(Collected data entries)
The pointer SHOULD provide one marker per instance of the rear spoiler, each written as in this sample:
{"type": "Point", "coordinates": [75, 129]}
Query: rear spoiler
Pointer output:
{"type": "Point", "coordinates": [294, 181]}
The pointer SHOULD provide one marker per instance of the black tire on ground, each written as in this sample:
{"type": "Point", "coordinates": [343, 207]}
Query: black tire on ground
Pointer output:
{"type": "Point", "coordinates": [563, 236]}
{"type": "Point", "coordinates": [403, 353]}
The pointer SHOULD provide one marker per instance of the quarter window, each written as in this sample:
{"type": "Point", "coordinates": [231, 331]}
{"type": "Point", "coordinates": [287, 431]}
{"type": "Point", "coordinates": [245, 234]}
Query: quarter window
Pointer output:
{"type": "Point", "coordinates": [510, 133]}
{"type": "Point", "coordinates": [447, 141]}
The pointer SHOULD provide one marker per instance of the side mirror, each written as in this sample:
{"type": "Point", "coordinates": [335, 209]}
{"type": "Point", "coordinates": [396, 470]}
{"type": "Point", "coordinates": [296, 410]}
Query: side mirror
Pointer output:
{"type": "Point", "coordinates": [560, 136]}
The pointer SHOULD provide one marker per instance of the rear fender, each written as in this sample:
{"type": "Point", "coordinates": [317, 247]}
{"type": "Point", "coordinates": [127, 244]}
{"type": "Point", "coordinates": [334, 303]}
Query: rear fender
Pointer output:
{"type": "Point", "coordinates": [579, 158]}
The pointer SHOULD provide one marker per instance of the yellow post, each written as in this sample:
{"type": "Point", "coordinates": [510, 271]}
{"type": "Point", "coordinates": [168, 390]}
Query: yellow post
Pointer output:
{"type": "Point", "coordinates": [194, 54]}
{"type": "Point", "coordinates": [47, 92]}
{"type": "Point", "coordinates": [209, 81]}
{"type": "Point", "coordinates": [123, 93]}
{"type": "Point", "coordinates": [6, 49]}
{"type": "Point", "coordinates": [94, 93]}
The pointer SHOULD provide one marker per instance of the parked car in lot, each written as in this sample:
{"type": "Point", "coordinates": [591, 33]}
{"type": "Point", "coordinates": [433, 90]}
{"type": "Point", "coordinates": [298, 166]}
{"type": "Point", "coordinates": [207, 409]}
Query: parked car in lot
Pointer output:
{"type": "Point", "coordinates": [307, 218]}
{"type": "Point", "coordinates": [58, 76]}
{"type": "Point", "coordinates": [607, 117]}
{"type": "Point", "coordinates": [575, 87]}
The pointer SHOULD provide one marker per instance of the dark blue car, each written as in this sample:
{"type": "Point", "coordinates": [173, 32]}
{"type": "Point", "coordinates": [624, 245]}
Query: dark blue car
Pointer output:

■ **Problem details**: Copy out every entry, keeping each line exactly as it is.

■ **Solved problem**:
The pointer SHOULD provide one marker per instance of the rear spoiler, each written as in this sample:
{"type": "Point", "coordinates": [75, 129]}
Query: rear spoiler
Pointer output:
{"type": "Point", "coordinates": [294, 181]}
The pointer SHOULD provide one marker per instance of the black tire on ground, each written as in this sample:
{"type": "Point", "coordinates": [343, 207]}
Query: black tire on ground
Pointer output:
{"type": "Point", "coordinates": [563, 236]}
{"type": "Point", "coordinates": [403, 353]}
The pointer SHOULD provide one marker per instance of the quarter window, each written as in this sample:
{"type": "Point", "coordinates": [231, 331]}
{"type": "Point", "coordinates": [287, 431]}
{"type": "Point", "coordinates": [245, 234]}
Query: quarter window
Pointer output:
{"type": "Point", "coordinates": [510, 133]}
{"type": "Point", "coordinates": [447, 141]}
The pointer SHOULD provide one marker per instance of the side mirror, each written as in this sample:
{"type": "Point", "coordinates": [335, 209]}
{"type": "Point", "coordinates": [396, 470]}
{"type": "Point", "coordinates": [296, 410]}
Query: side mirror
Pointer output:
{"type": "Point", "coordinates": [560, 136]}
The pointer SHOULD provide one marker per instance of the rear fender, each written as in this sample:
{"type": "Point", "coordinates": [317, 247]}
{"type": "Point", "coordinates": [127, 244]}
{"type": "Point", "coordinates": [334, 303]}
Query: rear fender
Pointer output:
{"type": "Point", "coordinates": [579, 158]}
The pointer SHOULD provide one marker per instance of the yellow post, each written as in this sample:
{"type": "Point", "coordinates": [510, 271]}
{"type": "Point", "coordinates": [168, 390]}
Query: yellow post
Pointer output:
{"type": "Point", "coordinates": [194, 54]}
{"type": "Point", "coordinates": [47, 92]}
{"type": "Point", "coordinates": [209, 81]}
{"type": "Point", "coordinates": [123, 93]}
{"type": "Point", "coordinates": [6, 49]}
{"type": "Point", "coordinates": [94, 93]}
The pointer SHOULD provide one marker per instance of the parked car in lot, each written as in this sample:
{"type": "Point", "coordinates": [591, 33]}
{"type": "Point", "coordinates": [433, 90]}
{"type": "Point", "coordinates": [298, 166]}
{"type": "Point", "coordinates": [207, 409]}
Query: parked car in lot
Pointer output:
{"type": "Point", "coordinates": [307, 218]}
{"type": "Point", "coordinates": [58, 76]}
{"type": "Point", "coordinates": [607, 117]}
{"type": "Point", "coordinates": [575, 87]}
The pointer SHOULD provide one marker per instance of the dark blue car, each written as in this sample:
{"type": "Point", "coordinates": [173, 32]}
{"type": "Point", "coordinates": [624, 245]}
Query: dark blue car
Pointer output:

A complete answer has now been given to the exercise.